**Task instructions:**
Can you convert every line of the rows below into a JSON list of strings, with one string per line and blank lines left out?

**Source data:**
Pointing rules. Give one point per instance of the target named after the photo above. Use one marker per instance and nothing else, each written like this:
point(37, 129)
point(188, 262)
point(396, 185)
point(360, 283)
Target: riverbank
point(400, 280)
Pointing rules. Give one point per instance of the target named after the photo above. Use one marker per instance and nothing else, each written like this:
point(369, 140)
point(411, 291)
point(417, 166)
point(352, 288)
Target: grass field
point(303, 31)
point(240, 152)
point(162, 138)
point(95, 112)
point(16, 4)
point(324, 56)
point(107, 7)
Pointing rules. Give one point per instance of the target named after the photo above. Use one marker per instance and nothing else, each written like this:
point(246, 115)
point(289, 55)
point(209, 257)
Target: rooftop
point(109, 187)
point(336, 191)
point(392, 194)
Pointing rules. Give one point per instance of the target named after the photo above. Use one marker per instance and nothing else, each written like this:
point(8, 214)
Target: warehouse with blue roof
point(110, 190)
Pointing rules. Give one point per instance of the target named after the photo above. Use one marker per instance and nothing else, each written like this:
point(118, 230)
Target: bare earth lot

**Answer in full:**
[
  "Pointing rules. Give one point per instance of the target named after the photo above. Use one marker per instance and nothing else, each written like this:",
  "point(37, 129)",
  "point(188, 262)",
  "point(396, 185)",
  "point(360, 283)",
  "Target: riverbank",
  "point(400, 280)",
  "Pointing rules. Give one point per instance of the target named after the photo above. Use one marker per instance and nothing else, each written like this:",
  "point(369, 140)",
  "point(411, 291)",
  "point(417, 166)",
  "point(352, 288)",
  "Target: grass field",
  "point(303, 31)",
  "point(240, 152)",
  "point(162, 138)",
  "point(95, 112)",
  "point(16, 4)",
  "point(324, 56)",
  "point(107, 7)",
  "Pointing rules. Give one point per instance of the target named after the photo above. Use one marker per instance and nothing else, each written like this:",
  "point(246, 115)",
  "point(289, 55)",
  "point(209, 257)",
  "Target: rooftop",
  "point(109, 187)",
  "point(336, 191)",
  "point(392, 194)",
  "Pointing rules. Give one point per instance of the target named after the photo above. Use one marker per instance and nothing else, each written like this:",
  "point(8, 214)",
  "Target: warehouse with blue roof",
  "point(110, 190)",
  "Pointing rules. Give one point per instance of the target named after the photo above. Use one marker per instance and nothing else, each written like this:",
  "point(118, 230)",
  "Target: bare earth lot"
]